[[ PROVIDED TEXT, beginning ]]

7 Reasons to Get Off the Beaten Path and Visit Bologna
A leaning tower, check. Venetian style canals, check. Mind-blowing cuisine, check. These attractions and more are found in the foodie capital of Italy, also known as Bologna. It’s a vibrant college town rich with culture and cuisine. Here are the 7 must stops for travelers:
1. Secret Canals
Bologna used to look a lot like Venice, with a series of canals connecting the city to the Po River. The canals were built in the 12th century for the city’s bustling textiles industry. At least five canals remain in the city, and are often overlooked by tourists. So if you are ready for a little adventure, start exploring at the most popular canal. It can be spotted on Via Piella. Just look through the window next to Trattoria Biassanot.
2. Sanctuary of the Madonna di San Luca
For the best view of Bologna, head to the Sanctuary of the Madonna di San Luca. The walk up is a steady climb with 666 archways along the portico. This number may seem unusual for a destination for many religious pilgrims, but people say this is no accident. The architect of the portico to the church had an argument with the Vatican while working on the project in the 1670s, and the 666 was his revenge.
3. Piazza Maggiore and Piazza del Neptune
These two adjoining squares are the heart of the city. It’s a popular meeting spot for both locals and tourists. It’s where you’ll find Neptune Fountain, one of the finest fountains built in the 16th century. The magnificent statue of Neptune is known at The Giant. And it’s hard to miss the massive Basilica of St. Petronius and its unfinished façade. The church was designed to be bigger than St. Peters in the Vatican, but it was never finished.
4. The Whispering Walls
While in Piazza Maggiore, walk into Palazzo del Podestà and stop at the four archways. Because of the acoustics, two people can stand at diagonally opposites corners, face the wall, and talk to each other. Just be sure to stand really close to the wall. Legend says this gallery allowed lepers to confess during the Middle Ages, without causing the disease to spread
5. Leaning Towers
Travelers head to Pisa to see the famous Leaning Tower, but Bologna has two towers that look even more alarming. Torre Garisenda leans by more than 3 meters. The taller tower, Torre degli Asinelli has 498 steps to the top, that you can climb for a birds-eye view of the city. More than 100 towers were built in Bologna in the 12th and 13th centuries, but fewer than 20 are standing today. Look for the leaning towers in Piazza di Porta Ravegnana.
6. Oldest University
University of Bologna, the oldest university in the world, was founded in 1088. The university’s oldest main building, which is now the municipal library, is open to the public. Archiginnasio of Bologna is near Piazza Maggoire. The old anatomy theater is on the second floor, which was built like an amphitheater. The walls are covered with dedications to professors and students.
7. Finally, FOOD
When in Bologna, you must feast on the city’s specialties. Look for handmade egg pasta and stuffed pasta, especially tortellini. The tortellini is served in a brodo, or broth, and it is Oh So Good. The famous pasta bolognese is tagliatelle with ragu. Restaurants serving spaghetti bolognese are likely catering to tourists because that is not the authentic dish. Bologna is also known for its salami and ham, so enjoy!

[[ PROVIDED TEXT, end ]]
[[ INFORMATION GIVEN, beginning ]]

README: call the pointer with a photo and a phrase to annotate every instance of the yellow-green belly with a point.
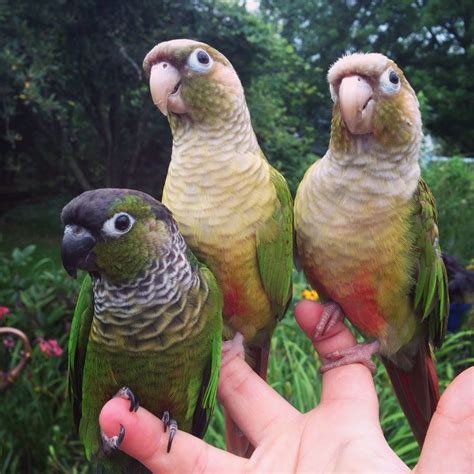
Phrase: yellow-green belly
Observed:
(218, 210)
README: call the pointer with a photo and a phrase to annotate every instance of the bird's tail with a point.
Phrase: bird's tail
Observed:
(416, 389)
(236, 442)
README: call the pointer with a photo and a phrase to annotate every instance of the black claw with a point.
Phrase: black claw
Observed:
(173, 429)
(166, 420)
(120, 436)
(170, 423)
(126, 393)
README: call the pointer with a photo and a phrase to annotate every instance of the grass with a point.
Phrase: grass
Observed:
(36, 428)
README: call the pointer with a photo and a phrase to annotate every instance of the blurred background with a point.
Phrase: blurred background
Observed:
(75, 114)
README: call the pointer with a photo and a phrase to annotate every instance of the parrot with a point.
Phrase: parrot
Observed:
(148, 321)
(233, 208)
(367, 236)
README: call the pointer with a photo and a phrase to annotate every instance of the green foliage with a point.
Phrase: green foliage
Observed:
(452, 184)
(37, 433)
(76, 107)
(431, 40)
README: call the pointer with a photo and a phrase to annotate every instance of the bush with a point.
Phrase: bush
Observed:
(452, 184)
(36, 432)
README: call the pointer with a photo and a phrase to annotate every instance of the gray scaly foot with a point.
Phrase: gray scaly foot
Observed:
(172, 425)
(126, 393)
(112, 443)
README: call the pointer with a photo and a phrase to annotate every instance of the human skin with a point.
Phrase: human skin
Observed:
(341, 434)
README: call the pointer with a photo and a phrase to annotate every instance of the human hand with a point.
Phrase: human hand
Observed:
(341, 434)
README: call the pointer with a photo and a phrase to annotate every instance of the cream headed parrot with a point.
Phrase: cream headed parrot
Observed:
(232, 207)
(148, 321)
(367, 235)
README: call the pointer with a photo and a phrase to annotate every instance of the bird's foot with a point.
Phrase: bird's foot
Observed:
(332, 313)
(358, 354)
(172, 424)
(112, 443)
(126, 393)
(233, 348)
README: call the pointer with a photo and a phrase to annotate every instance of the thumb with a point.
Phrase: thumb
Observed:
(450, 437)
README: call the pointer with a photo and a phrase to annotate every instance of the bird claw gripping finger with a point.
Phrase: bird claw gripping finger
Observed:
(233, 348)
(112, 443)
(360, 353)
(170, 423)
(126, 393)
(332, 313)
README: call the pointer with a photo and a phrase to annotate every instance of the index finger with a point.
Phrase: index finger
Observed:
(146, 441)
(346, 382)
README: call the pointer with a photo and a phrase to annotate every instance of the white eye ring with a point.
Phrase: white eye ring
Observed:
(197, 60)
(390, 82)
(114, 226)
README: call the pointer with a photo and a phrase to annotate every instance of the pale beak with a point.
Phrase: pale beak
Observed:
(357, 104)
(165, 88)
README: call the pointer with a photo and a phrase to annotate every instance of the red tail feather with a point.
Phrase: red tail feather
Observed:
(416, 390)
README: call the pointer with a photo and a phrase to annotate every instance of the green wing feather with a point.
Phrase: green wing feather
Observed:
(431, 289)
(208, 393)
(275, 247)
(77, 346)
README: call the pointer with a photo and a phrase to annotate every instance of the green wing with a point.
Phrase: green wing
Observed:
(431, 288)
(275, 247)
(208, 393)
(78, 338)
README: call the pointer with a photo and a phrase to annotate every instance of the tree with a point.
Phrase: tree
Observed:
(76, 110)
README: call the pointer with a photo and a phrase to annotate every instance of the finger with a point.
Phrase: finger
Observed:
(450, 438)
(349, 381)
(146, 441)
(254, 406)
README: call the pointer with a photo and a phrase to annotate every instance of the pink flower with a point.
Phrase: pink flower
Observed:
(50, 347)
(3, 311)
(8, 342)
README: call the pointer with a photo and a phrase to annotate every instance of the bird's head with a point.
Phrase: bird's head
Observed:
(192, 79)
(114, 233)
(372, 98)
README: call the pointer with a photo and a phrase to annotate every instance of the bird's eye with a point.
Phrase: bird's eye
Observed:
(390, 82)
(393, 78)
(122, 222)
(118, 224)
(200, 61)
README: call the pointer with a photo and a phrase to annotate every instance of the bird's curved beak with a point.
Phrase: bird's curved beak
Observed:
(165, 88)
(357, 104)
(76, 250)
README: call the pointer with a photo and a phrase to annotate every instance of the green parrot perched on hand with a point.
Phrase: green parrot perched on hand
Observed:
(148, 321)
(367, 235)
(233, 209)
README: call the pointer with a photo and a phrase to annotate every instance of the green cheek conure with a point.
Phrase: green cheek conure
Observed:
(233, 208)
(367, 235)
(148, 321)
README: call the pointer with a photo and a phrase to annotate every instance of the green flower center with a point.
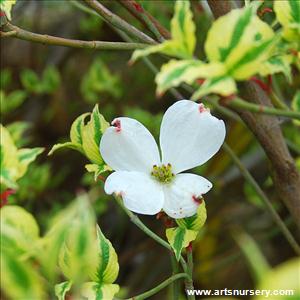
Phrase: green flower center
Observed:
(163, 173)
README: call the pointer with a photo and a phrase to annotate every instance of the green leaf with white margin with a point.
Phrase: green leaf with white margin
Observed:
(61, 289)
(21, 281)
(277, 64)
(14, 162)
(288, 15)
(6, 6)
(223, 85)
(176, 72)
(183, 41)
(284, 277)
(179, 238)
(97, 169)
(70, 241)
(195, 222)
(75, 136)
(19, 230)
(79, 252)
(85, 138)
(107, 267)
(241, 41)
(296, 105)
(96, 291)
(91, 135)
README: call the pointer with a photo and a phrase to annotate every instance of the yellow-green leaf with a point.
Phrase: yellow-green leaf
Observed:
(85, 137)
(107, 263)
(241, 41)
(176, 72)
(183, 41)
(6, 6)
(19, 279)
(97, 169)
(96, 291)
(61, 289)
(76, 129)
(288, 15)
(91, 136)
(79, 251)
(179, 238)
(195, 222)
(27, 156)
(14, 162)
(276, 64)
(19, 230)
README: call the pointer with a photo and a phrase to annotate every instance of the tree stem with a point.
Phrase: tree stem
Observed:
(241, 104)
(285, 231)
(135, 219)
(161, 286)
(175, 286)
(22, 34)
(189, 285)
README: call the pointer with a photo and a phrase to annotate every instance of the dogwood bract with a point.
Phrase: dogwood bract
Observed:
(189, 136)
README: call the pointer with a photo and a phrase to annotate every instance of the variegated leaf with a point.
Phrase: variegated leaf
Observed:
(91, 136)
(107, 264)
(179, 238)
(183, 41)
(79, 251)
(176, 72)
(96, 291)
(288, 15)
(19, 230)
(97, 169)
(85, 137)
(61, 289)
(19, 278)
(27, 156)
(241, 41)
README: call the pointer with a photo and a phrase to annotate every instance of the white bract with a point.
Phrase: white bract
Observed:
(189, 137)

[[ INFORMATION GIVEN, end ]]

#### [CHECK YOUR UNDERSTANDING]
[1] In the Bologna travel guide, how many archways line the portico leading up to the Sanctuary of the Madonna di San Luca?
[2] What are all of the must-stops that the Bologna travel guide recommends to travelers?

#### [RESULTS OF THE EXERCISE]
[1] 666

[2]
1. Secret Canals
2. Sanctuary of the Madonna di San Luca
3. Piazza Maggiore and Piazza del Neptune
4. The Whispering Walls
5. Leaning Towers
6. Oldest University
7. Food